Activity list
**a.** List every destination that the essay on God's justice gives for each human born before Jesus died.
**b.** Pick up the essay on God's justice right after its final sentence and keep writing it.

I have never understood the justice of God, I am comfortable saying that. He has always seemed to have a stunning parity with an abusive parent; giving commands He knows you won’t follow, and punishing you horribly when you do not. You don’t have to go very deeply into the Bible to see what I mean, this is exactly how He treated Adam and Eve.

Step back and think about the story; God put a tree that they were not allowed to eat from in the middle of their home, put a serpent in there that was obviously evil (if Sin didn’t exist before Eve ate the apple, I guess the serpent did nothing wrong), and then let everything play out. But it is worse than that, isn’t it? He made these humans, with all of the foresight available to a being who can apparently see the future as though it were this very moment.

So think about that; He made Adam and Eve knowing that they would almost immediately disobey him, and if the modern understanding is to be believed, every human ever born until Jesus died was sent to the pit, or purgatory, or hell, or some kind of stasis. But why? How is that justice? I need one of the faithful to explain it to me, because I (in my limited experience and understanding) cannot make sense of the story, and a huge portion of my peers seem to take it without a second glance that it was the human’s fault, not God’s. As though the humans had the tools to even properly follow the rules?

God did not write them down, did not tell Adam and Eve the details. He just said, in His infinite wisdom and ability to see the future, “Don’t eat from the tree of knowledge of good and evil.” Think about that, though; if they did not know good from evil, how would they even have known what they were doing was wrong? Like a child who is told not to stick a fork in the wall socket; a good parent will cover the wall sockets because they do not want the child to electrocute themselves to death. But God did not cover the tree of good and evil with a socket cover; he put it in the middle of the garden, apparently in plain sight, with nothing stopping the very young and inexperienced Adam and Eve from eating of it aside from telling them not to. You have to remember, given the Young Earth ages presented, Adam and Eve could not have been more than a few years old at the time, and whether they were given adult bodies or not, they likely didn’t have any real world experience built into them.

[Records from a dataset]

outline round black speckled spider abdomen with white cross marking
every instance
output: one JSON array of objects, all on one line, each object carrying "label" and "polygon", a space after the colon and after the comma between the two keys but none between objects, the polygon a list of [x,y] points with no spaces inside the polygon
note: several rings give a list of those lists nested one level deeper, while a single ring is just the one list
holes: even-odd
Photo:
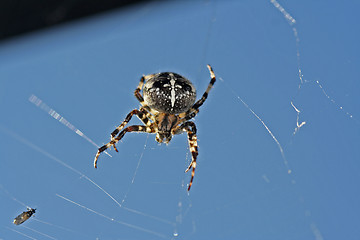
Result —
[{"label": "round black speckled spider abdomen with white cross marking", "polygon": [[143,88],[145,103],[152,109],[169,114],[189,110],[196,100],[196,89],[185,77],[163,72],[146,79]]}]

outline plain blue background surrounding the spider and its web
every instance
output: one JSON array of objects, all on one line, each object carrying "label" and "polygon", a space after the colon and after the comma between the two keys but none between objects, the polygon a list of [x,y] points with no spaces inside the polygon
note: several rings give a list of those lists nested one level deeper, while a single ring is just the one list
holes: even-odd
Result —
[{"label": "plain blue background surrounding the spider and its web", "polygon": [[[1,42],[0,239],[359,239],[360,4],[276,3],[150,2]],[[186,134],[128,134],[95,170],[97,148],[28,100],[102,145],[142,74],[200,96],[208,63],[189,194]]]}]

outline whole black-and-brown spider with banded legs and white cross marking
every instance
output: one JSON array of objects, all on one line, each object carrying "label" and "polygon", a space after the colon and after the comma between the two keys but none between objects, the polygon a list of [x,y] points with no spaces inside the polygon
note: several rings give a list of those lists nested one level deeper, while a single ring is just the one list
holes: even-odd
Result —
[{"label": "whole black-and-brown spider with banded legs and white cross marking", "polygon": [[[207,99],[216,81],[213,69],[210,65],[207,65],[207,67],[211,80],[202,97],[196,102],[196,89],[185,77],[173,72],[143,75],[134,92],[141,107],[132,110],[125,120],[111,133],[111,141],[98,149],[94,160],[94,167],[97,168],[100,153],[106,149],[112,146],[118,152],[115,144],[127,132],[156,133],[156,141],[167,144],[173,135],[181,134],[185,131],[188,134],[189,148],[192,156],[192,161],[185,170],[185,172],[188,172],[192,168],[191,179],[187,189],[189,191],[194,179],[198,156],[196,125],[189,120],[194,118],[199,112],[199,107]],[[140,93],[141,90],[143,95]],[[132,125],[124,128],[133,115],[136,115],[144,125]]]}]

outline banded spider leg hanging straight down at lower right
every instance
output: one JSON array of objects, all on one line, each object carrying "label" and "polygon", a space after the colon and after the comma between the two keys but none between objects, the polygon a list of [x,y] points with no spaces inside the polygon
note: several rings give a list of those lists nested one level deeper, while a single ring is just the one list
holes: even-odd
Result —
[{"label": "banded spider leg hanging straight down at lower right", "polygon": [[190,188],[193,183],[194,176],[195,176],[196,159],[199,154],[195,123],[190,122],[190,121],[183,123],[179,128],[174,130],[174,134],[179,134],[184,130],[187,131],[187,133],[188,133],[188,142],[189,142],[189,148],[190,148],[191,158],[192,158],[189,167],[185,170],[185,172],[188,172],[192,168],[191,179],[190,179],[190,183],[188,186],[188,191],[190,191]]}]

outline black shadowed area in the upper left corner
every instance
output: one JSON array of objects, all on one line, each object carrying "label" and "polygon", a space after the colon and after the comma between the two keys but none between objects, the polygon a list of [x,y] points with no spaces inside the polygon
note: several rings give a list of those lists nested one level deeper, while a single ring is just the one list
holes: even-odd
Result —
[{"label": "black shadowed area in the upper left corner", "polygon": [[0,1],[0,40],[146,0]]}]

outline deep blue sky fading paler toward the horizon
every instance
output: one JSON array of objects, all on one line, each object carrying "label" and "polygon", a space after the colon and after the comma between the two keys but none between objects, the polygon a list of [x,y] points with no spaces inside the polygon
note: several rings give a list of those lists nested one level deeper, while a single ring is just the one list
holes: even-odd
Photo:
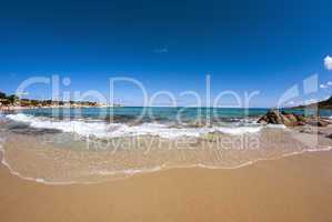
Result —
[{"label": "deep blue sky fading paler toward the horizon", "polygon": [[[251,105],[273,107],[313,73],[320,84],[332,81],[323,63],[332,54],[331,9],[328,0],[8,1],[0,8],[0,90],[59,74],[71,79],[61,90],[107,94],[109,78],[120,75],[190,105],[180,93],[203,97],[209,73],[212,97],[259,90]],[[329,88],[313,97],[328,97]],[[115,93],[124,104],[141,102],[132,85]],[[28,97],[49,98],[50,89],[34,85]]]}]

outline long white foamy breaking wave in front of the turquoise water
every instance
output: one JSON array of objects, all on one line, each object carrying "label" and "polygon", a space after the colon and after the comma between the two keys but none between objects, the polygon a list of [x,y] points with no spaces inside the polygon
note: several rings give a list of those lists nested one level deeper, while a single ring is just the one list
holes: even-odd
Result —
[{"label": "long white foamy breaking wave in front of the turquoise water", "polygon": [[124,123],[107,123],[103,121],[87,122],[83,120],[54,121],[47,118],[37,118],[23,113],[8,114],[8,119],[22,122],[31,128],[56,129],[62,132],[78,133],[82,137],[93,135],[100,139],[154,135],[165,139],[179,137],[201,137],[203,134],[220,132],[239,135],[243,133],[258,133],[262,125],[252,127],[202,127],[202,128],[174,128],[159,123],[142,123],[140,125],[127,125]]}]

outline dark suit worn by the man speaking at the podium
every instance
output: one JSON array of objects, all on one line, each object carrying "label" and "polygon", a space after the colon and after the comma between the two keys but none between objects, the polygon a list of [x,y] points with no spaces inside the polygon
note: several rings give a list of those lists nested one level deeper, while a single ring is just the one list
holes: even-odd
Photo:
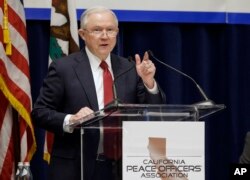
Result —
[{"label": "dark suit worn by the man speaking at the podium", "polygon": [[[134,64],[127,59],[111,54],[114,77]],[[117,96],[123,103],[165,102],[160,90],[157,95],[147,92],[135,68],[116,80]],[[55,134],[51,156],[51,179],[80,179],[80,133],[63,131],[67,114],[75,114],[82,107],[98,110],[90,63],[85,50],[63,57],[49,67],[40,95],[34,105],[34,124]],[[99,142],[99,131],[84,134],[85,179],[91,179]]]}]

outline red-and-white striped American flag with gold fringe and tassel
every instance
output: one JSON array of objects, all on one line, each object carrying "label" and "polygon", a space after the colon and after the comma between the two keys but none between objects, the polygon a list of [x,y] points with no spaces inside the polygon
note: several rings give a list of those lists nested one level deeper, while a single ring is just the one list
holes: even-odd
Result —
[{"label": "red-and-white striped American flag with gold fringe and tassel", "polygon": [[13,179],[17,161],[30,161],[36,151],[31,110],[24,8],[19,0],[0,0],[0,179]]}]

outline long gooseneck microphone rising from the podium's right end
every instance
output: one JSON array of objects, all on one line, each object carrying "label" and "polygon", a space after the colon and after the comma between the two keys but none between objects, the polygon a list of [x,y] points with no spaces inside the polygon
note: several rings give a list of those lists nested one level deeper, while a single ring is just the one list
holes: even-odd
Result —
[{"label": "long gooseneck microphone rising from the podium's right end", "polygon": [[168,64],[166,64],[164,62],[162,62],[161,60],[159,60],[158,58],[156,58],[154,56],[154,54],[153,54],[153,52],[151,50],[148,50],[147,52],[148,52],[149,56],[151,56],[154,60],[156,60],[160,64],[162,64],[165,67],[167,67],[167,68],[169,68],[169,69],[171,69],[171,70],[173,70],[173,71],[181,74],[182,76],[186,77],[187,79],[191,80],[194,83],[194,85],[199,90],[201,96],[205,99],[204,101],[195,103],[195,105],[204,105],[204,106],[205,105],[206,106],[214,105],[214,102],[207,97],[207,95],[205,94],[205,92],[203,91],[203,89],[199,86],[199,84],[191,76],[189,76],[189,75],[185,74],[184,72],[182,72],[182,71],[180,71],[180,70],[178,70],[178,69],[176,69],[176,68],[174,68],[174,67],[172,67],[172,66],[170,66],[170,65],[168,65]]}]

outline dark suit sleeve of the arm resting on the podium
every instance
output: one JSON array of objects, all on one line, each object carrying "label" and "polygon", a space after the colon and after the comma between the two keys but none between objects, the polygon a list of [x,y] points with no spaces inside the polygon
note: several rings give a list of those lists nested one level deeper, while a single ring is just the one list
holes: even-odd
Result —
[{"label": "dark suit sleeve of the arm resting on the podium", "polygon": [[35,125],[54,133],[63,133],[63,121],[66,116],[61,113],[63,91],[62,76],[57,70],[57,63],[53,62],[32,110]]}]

--

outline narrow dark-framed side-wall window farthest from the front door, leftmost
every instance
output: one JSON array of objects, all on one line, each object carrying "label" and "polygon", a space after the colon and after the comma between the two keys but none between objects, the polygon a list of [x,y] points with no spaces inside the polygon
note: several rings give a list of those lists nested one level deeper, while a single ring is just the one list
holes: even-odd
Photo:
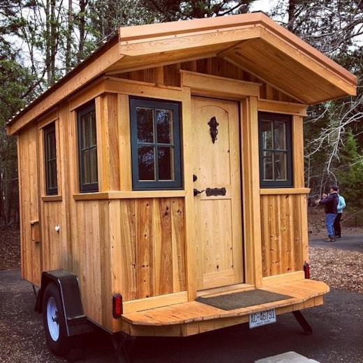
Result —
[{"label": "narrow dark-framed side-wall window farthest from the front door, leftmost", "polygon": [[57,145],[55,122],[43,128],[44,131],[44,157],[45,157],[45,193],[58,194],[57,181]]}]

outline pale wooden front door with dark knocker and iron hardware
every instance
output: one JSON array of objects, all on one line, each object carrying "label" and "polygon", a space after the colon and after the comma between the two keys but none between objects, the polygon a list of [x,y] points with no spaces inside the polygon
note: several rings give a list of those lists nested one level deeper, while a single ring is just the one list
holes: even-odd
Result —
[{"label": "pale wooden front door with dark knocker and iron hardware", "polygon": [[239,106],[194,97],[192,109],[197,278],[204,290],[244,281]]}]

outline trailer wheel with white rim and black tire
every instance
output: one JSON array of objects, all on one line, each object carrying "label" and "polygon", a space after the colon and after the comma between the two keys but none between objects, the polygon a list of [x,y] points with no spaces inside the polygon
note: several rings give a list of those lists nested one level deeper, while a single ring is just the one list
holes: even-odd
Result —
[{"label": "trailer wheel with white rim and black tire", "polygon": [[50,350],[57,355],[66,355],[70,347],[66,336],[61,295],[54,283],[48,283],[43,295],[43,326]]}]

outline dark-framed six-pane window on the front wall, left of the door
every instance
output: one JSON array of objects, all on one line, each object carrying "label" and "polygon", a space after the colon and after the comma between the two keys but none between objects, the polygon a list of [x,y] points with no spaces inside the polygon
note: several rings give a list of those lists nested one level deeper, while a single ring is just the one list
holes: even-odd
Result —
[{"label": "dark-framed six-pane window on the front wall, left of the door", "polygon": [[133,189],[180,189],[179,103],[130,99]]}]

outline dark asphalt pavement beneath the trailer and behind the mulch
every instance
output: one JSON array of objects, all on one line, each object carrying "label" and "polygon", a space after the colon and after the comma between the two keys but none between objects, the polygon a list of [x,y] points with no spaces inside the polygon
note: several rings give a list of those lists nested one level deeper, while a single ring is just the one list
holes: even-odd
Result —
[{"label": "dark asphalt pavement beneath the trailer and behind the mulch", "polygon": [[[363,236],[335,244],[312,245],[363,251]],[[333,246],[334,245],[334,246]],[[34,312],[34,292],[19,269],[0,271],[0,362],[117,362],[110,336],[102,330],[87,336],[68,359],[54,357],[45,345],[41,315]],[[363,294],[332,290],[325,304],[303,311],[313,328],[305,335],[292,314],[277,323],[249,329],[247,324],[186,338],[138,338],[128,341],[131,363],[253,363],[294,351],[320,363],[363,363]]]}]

Results for each task
**a.** the pit, purgatory, hell, some kind of stasis

**b.**
Regardless of what Adam and Eve did, even God shows some restraint in Leviticus and Deuteronomy, in that He claims that He will only punish a child unto the fourth (maaaayyybbbeeee tenth) generation for the sins of his or her parents, and yet here we are (what is this, the 27th generation?) apparently being punished specifically for Adam’s sin. Apparently in the Bible writer’s mind, women were so inconsequential that we are not even punished for her sin, only all females for all time, what with the monthly bleeding and birthing pains (God’s justice is so level handed).

But we go even deeper, in that God created everything and (we are told) it was Good. But He could see the future. When He created humans, He knew (before ever saying a single word) that we would almost instantly break His commands, and the (again) very even handed punishment is an eternity of torment in hell for all humans save for a select few who number fewer than my available digits. Well, at least until Jesus, but again showing all that love and foresight God is known for, He decided to wait another 4000 years before sending His only begotten Son to redeem our sins. And He only sent this son after threatening to kill all of his chosen people several times.

Given that we disobeyed Him almost instantly (one source seems to think we did it within 45 minutes of creation, and at that point I can do nothing but respect the speed at which the Serpent operates), one would think that God (in His infinite wisdom) could have tweaked the design of free will just a hair? Maybe give us a few thousand years of paradise? The thing is, God gave only two humans paradise, and even then only for a very short amount of time (and given the staggering numbers of humans who have lived, one finds that God seems to have a very limited sense of fair play).

I’ve made numerous analogies and metaphors in regards to how I view God as operating towards His people, but I think some need to be restated for emphasis.

I stand by what I said; God is a worse parent than the mother who puts plug stops on the electrical outlets. I’d liken God’s sense of parenting to keeping the liquor under the sink, and not having any child locks. Probably keeps Drano under there, too–not even because He needs to use Drano, but because He wants to see if we’ll drink it. Given what I know about people (and the fact that I have a friend whose brother downed a bottle of isopropyl alcohol…), my own guess would be that yes, yes there are many who would drink that Drano.

Even worse, even before becoming a parent, God is a child who demands a puppy, gets it, and lets it run around the house — but when it pees on the carpet, the carpet He never trained it not to pee on, He beats it. Not just once, either. He ties it to a beating post for the rest of its life, for that single incident. Not only that, but He breeds it. He breeds it, then beats His dog’s puppies, because his dog peed on the carpet He never trained it not to pee on.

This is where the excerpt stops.